* Set exercise
Rewrite the entries starting at their first line and ending at the line that contains "top-left (245, 184), bottom-right (269, 209)", both included, with the request text unchanged. Scale every box coordinate in the answers by 2.3 and round each to a whole number, rounding halves up.

Items from a labeling collection
"""

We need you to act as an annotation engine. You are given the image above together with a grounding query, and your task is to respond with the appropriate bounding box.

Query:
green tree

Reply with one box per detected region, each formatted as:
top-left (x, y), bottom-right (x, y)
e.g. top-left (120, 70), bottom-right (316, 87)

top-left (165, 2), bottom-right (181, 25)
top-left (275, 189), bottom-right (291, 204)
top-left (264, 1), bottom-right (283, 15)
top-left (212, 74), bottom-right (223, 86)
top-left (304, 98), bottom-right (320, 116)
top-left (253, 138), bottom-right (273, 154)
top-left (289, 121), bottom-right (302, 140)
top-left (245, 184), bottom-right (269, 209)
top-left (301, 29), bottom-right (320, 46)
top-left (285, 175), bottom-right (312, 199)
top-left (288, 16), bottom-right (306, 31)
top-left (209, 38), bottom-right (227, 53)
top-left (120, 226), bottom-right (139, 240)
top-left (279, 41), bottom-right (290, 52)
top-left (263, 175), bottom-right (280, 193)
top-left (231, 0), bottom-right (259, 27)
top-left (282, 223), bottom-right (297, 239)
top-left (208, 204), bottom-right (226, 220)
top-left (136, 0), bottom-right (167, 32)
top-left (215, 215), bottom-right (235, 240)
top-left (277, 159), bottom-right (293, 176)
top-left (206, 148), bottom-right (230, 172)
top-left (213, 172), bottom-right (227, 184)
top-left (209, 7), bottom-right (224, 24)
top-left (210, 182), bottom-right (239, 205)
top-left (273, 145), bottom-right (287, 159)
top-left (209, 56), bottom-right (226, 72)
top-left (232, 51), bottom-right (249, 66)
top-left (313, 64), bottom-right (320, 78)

"""

* Full solution
We need you to act as an annotation engine. You are given the image above together with a grounding query, and your task is to respond with the appropriate bounding box.

Query:
green tree

Reply with one box per detected region, each formatted as:
top-left (x, y), bottom-right (x, y)
e.g. top-left (120, 70), bottom-right (316, 87)

top-left (380, 5), bottom-right (416, 58)
top-left (633, 435), bottom-right (669, 469)
top-left (607, 2), bottom-right (651, 35)
top-left (488, 170), bottom-right (513, 198)
top-left (699, 225), bottom-right (736, 267)
top-left (582, 317), bottom-right (628, 354)
top-left (665, 278), bottom-right (695, 322)
top-left (564, 423), bottom-right (619, 481)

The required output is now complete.